▸ Problem requirements
Can you render every line of the entries below as a Markdown table with the columns Number and Line, skipping blank lines and leaving the pictures out?

------------------------------------------------------------------------

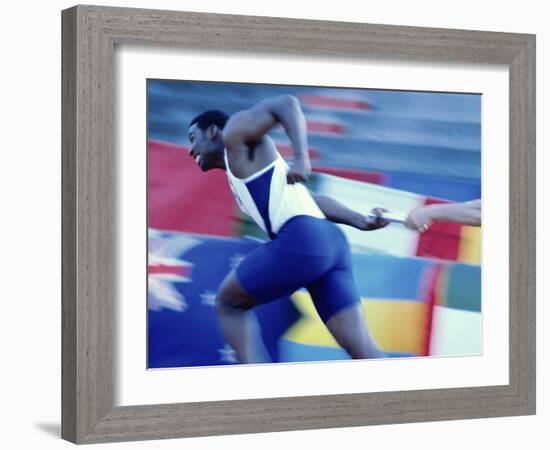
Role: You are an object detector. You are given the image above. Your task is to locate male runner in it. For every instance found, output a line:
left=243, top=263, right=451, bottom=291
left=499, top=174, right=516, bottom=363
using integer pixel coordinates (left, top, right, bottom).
left=189, top=95, right=388, bottom=363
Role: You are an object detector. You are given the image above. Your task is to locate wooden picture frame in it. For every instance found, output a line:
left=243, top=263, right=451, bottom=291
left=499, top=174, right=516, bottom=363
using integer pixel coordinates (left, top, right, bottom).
left=62, top=6, right=535, bottom=443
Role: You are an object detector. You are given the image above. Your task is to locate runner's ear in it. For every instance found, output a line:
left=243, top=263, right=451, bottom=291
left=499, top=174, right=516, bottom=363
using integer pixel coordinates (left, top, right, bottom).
left=206, top=125, right=219, bottom=139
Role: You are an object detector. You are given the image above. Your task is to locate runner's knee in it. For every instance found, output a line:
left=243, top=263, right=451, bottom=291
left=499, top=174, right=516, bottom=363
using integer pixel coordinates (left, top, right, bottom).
left=216, top=274, right=256, bottom=311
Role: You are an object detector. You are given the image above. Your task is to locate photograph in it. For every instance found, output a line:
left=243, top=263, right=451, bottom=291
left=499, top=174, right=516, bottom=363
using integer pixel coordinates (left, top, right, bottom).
left=147, top=79, right=483, bottom=369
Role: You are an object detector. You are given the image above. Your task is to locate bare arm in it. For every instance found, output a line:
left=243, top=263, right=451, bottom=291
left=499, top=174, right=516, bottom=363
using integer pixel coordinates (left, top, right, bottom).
left=223, top=95, right=311, bottom=183
left=405, top=200, right=481, bottom=231
left=311, top=193, right=389, bottom=231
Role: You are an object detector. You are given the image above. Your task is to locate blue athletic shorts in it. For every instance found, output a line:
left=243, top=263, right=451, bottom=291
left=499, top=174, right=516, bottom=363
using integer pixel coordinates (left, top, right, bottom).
left=236, top=216, right=361, bottom=323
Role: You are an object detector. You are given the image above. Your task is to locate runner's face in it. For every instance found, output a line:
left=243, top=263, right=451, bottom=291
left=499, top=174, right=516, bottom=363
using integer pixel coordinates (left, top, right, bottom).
left=189, top=123, right=223, bottom=172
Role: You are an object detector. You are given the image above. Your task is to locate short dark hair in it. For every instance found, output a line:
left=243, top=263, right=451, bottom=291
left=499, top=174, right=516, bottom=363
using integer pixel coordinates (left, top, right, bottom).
left=189, top=109, right=229, bottom=131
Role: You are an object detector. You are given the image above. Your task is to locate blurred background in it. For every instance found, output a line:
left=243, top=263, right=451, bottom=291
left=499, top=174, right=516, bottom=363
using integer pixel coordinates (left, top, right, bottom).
left=147, top=80, right=482, bottom=368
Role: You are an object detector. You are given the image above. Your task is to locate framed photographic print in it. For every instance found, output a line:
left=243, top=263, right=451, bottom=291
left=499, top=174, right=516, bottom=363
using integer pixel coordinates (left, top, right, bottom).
left=62, top=6, right=535, bottom=443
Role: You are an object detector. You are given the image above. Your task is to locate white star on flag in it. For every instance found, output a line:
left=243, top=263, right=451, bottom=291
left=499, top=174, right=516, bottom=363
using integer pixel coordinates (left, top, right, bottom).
left=201, top=291, right=216, bottom=306
left=218, top=344, right=238, bottom=363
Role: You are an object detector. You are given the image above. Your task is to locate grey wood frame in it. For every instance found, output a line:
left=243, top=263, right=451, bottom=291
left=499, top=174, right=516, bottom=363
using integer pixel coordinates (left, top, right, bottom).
left=62, top=6, right=536, bottom=443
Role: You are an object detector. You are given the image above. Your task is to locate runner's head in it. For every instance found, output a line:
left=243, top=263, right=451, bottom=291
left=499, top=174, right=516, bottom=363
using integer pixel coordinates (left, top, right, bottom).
left=189, top=110, right=229, bottom=172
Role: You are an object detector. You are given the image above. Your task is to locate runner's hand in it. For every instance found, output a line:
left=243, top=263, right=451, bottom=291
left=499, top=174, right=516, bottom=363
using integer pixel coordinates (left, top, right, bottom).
left=405, top=207, right=432, bottom=233
left=365, top=208, right=390, bottom=231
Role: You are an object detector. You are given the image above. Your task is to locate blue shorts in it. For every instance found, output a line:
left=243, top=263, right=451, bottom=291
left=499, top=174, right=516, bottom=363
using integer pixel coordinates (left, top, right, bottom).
left=236, top=216, right=361, bottom=323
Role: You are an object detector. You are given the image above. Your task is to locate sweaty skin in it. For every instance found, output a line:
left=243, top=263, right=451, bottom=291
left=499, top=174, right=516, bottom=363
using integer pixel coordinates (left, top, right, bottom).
left=189, top=95, right=389, bottom=363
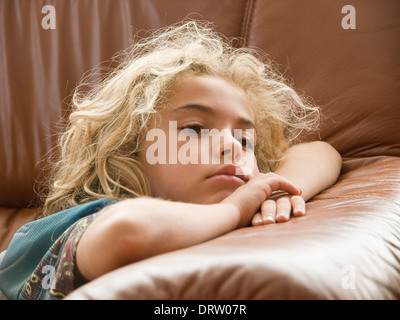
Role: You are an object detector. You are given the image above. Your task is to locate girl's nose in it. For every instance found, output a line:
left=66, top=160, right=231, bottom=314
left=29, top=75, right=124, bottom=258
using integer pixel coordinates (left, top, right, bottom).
left=219, top=129, right=242, bottom=163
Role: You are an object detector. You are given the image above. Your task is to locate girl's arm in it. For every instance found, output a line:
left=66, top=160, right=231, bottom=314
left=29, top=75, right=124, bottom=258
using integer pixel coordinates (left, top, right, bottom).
left=252, top=141, right=342, bottom=225
left=76, top=173, right=300, bottom=280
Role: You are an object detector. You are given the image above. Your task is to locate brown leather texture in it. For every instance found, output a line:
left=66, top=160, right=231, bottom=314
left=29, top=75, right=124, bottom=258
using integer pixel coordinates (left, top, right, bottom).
left=0, top=0, right=400, bottom=299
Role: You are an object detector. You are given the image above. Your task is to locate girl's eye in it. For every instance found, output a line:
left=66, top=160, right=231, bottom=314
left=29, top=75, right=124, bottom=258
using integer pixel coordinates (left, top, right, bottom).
left=180, top=124, right=203, bottom=135
left=238, top=137, right=255, bottom=151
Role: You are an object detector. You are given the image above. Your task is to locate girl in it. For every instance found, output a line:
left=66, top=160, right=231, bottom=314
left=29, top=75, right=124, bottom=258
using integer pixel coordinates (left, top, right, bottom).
left=0, top=22, right=341, bottom=299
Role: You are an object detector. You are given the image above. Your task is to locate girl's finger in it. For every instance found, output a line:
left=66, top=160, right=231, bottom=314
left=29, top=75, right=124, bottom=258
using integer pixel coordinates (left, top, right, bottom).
left=251, top=212, right=262, bottom=227
left=261, top=200, right=276, bottom=224
left=290, top=196, right=306, bottom=217
left=264, top=172, right=301, bottom=196
left=276, top=197, right=292, bottom=222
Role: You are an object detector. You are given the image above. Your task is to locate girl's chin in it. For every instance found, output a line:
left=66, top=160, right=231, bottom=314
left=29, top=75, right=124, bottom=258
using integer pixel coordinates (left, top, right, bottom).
left=197, top=189, right=234, bottom=204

------------------------------------------------------------------------

▸ Exercise solution
| Number | Line |
|---|---|
| 1 | Role: You are an object detector. You are given the image above. Your task is to locate male runner in it. For every instance found, output a line: |
| 2 | left=243, top=263, right=451, bottom=291 |
| 3 | left=499, top=174, right=516, bottom=363 |
| 4 | using integer pixel coordinates (left, top, right, bottom). |
| 5 | left=189, top=95, right=388, bottom=363 |
| 6 | Role: You are an object detector. You are given the image above. Your task is to locate wooden picture frame in it. For every instance found, output a line: |
| 7 | left=243, top=263, right=451, bottom=291 |
| 8 | left=499, top=174, right=516, bottom=363 |
| 9 | using integer pixel coordinates (left, top, right, bottom). |
| 10 | left=62, top=6, right=535, bottom=443 |
| 11 | Role: You are an object detector. You are given the image above. Your task is to locate runner's ear in it. For every instance found, output a line: |
| 12 | left=243, top=263, right=451, bottom=291 |
| 13 | left=499, top=174, right=516, bottom=363 |
| 14 | using integer pixel coordinates (left, top, right, bottom). |
| 15 | left=206, top=125, right=219, bottom=139 |
| 16 | Role: You are an object detector. You are given the image above. Your task is to locate runner's knee in it. For every instance found, output a line: |
| 17 | left=243, top=263, right=451, bottom=291 |
| 18 | left=499, top=174, right=516, bottom=363 |
| 19 | using integer pixel coordinates (left, top, right, bottom). |
| 20 | left=216, top=274, right=256, bottom=311 |
| 21 | Role: You are an object detector. You are given the image above. Your task is to locate photograph in it. For every instance found, output a line: |
| 22 | left=243, top=263, right=451, bottom=291 |
| 23 | left=499, top=174, right=516, bottom=363 |
| 24 | using integer pixel coordinates (left, top, right, bottom). |
| 25 | left=147, top=79, right=483, bottom=369 |
| 26 | Role: You are an object detector. You are given the image above. Your task is to locate bare arm in it. For every instance found, output a line: |
| 27 | left=243, top=263, right=451, bottom=291 |
| 28 | left=499, top=174, right=516, bottom=363 |
| 29 | using integer pixel coordinates (left, top, right, bottom). |
| 30 | left=223, top=95, right=311, bottom=183 |
| 31 | left=405, top=200, right=481, bottom=231 |
| 32 | left=311, top=193, right=389, bottom=231 |
| 33 | Role: You are an object detector. You are given the image above. Your task is to locate blue athletic shorts in it. For every instance found, output a line: |
| 34 | left=243, top=263, right=451, bottom=291 |
| 35 | left=499, top=174, right=516, bottom=363 |
| 36 | using integer pixel coordinates (left, top, right, bottom). |
| 37 | left=236, top=216, right=361, bottom=323 |
| 38 | Role: You are an object detector. You are given the image above. Your task is to locate runner's face in it. For every instance found, output a line: |
| 39 | left=243, top=263, right=451, bottom=291 |
| 40 | left=499, top=174, right=516, bottom=363 |
| 41 | using integer pixel coordinates (left, top, right, bottom). |
| 42 | left=189, top=123, right=223, bottom=172 |
| 43 | Role: You are an object detector. You are given the image above. Your task is to locate short dark hair in it. For every instance found, output a line: |
| 44 | left=243, top=263, right=451, bottom=291 |
| 45 | left=499, top=174, right=516, bottom=363 |
| 46 | using integer pixel coordinates (left, top, right, bottom). |
| 47 | left=189, top=109, right=229, bottom=131 |
| 48 | Role: You are an object detector. You are given the image above. Your task is to locate blurred background in it. For every instance found, output a line: |
| 49 | left=243, top=263, right=451, bottom=291 |
| 50 | left=499, top=174, right=516, bottom=363 |
| 51 | using integer pixel coordinates (left, top, right, bottom). |
| 52 | left=147, top=80, right=482, bottom=368 |
| 53 | Role: You are an object detector. You are given the image above. Your task is to locate framed photographic print in it. For every instance found, output a line: |
| 54 | left=243, top=263, right=451, bottom=291 |
| 55 | left=499, top=174, right=516, bottom=363 |
| 56 | using integer pixel coordinates (left, top, right, bottom). |
| 57 | left=62, top=6, right=535, bottom=443 |
| 58 | Role: You are an object detector. You are given the image above. Your task is to locate white star on flag in it. For every instance found, output a line: |
| 59 | left=243, top=263, right=451, bottom=291 |
| 60 | left=499, top=174, right=516, bottom=363 |
| 61 | using integer pixel coordinates (left, top, right, bottom). |
| 62 | left=201, top=291, right=216, bottom=306 |
| 63 | left=218, top=344, right=238, bottom=363 |
| 64 | Role: You are an object detector. You are given the image above. Your task is to locate grey wood frame in it. For every instance found, output a line: |
| 65 | left=243, top=263, right=451, bottom=291 |
| 66 | left=499, top=174, right=516, bottom=363 |
| 67 | using integer pixel coordinates (left, top, right, bottom). |
| 68 | left=62, top=6, right=536, bottom=443 |
| 69 | Role: You are an object detector. You are given the image above. Your task is to locate runner's head in it. For every instance found, output a line: |
| 70 | left=243, top=263, right=451, bottom=291 |
| 71 | left=499, top=174, right=516, bottom=363 |
| 72 | using integer pixel coordinates (left, top, right, bottom). |
| 73 | left=189, top=110, right=229, bottom=172 |
| 74 | Role: You are an object detector. You are given the image above. Your task is to locate runner's hand in it. For every instance found, output a line: |
| 75 | left=243, top=263, right=451, bottom=291 |
| 76 | left=499, top=174, right=516, bottom=363 |
| 77 | using integer pixel coordinates (left, top, right, bottom). |
| 78 | left=405, top=207, right=432, bottom=233 |
| 79 | left=365, top=208, right=390, bottom=231 |
| 80 | Role: You are an object detector. You are given the image above. Your task is to locate blue shorts in it. For every instance found, output a line: |
| 81 | left=243, top=263, right=451, bottom=291 |
| 82 | left=499, top=174, right=516, bottom=363 |
| 83 | using integer pixel coordinates (left, top, right, bottom). |
| 84 | left=236, top=216, right=361, bottom=323 |
| 85 | Role: You are an object detector. You are given the image above. Your task is to locate sweaty skin in it. For every instance found, output a line: |
| 86 | left=243, top=263, right=451, bottom=291 |
| 87 | left=499, top=174, right=516, bottom=363 |
| 88 | using integer pixel coordinates (left, top, right, bottom). |
| 89 | left=189, top=95, right=389, bottom=363 |
| 90 | Role: You are an object detector. You are given the image above. Your task is to locate girl's nose in it. For every instance found, output a line: |
| 91 | left=66, top=160, right=231, bottom=314 |
| 92 | left=29, top=75, right=124, bottom=258 |
| 93 | using integer pixel coordinates (left, top, right, bottom). |
| 94 | left=219, top=129, right=242, bottom=163 |
| 95 | Role: You are an object detector. You are given the image above. Your task is to locate girl's arm in it. For every instance found, output a line: |
| 96 | left=66, top=160, right=231, bottom=314 |
| 97 | left=29, top=75, right=124, bottom=258 |
| 98 | using integer pixel coordinates (left, top, right, bottom). |
| 99 | left=252, top=141, right=342, bottom=225 |
| 100 | left=76, top=173, right=300, bottom=280 |
| 101 | Role: You are an object detector. You are given the image above. Your task is to locate brown leather texture in it. For every instance found, output a line: |
| 102 | left=66, top=160, right=231, bottom=314 |
| 103 | left=29, top=75, right=124, bottom=258 |
| 104 | using integer pixel coordinates (left, top, right, bottom). |
| 105 | left=0, top=0, right=400, bottom=299 |
| 106 | Role: You are an object detector. You are given the image above. Your task is to locate girl's eye in it. For every instance found, output a line: |
| 107 | left=66, top=160, right=231, bottom=314 |
| 108 | left=29, top=75, right=124, bottom=258 |
| 109 | using integer pixel coordinates (left, top, right, bottom). |
| 110 | left=180, top=124, right=203, bottom=135 |
| 111 | left=238, top=137, right=255, bottom=151 |
| 112 | Role: You are an object detector. You are given the image above. Your task is to locate girl in it. For every instance found, output a line: |
| 113 | left=66, top=160, right=231, bottom=314 |
| 114 | left=29, top=75, right=124, bottom=258 |
| 115 | using integer pixel coordinates (left, top, right, bottom). |
| 116 | left=0, top=22, right=341, bottom=299 |
| 117 | Role: You are an object detector. You are given the image above. Your task is to locate girl's finger in it. For every instance found, output a line: |
| 118 | left=66, top=160, right=231, bottom=314 |
| 119 | left=29, top=75, right=124, bottom=258 |
| 120 | using integer pixel coordinates (left, top, right, bottom). |
| 121 | left=251, top=212, right=262, bottom=227 |
| 122 | left=261, top=200, right=276, bottom=224 |
| 123 | left=290, top=196, right=306, bottom=217 |
| 124 | left=264, top=172, right=301, bottom=196 |
| 125 | left=276, top=197, right=292, bottom=222 |
| 126 | Role: You are an object detector. You are given the image above. Your task is to locate girl's chin in it. For every instance found, output a line: |
| 127 | left=66, top=160, right=231, bottom=314 |
| 128 | left=29, top=75, right=124, bottom=258 |
| 129 | using integer pixel coordinates (left, top, right, bottom). |
| 130 | left=197, top=189, right=234, bottom=204 |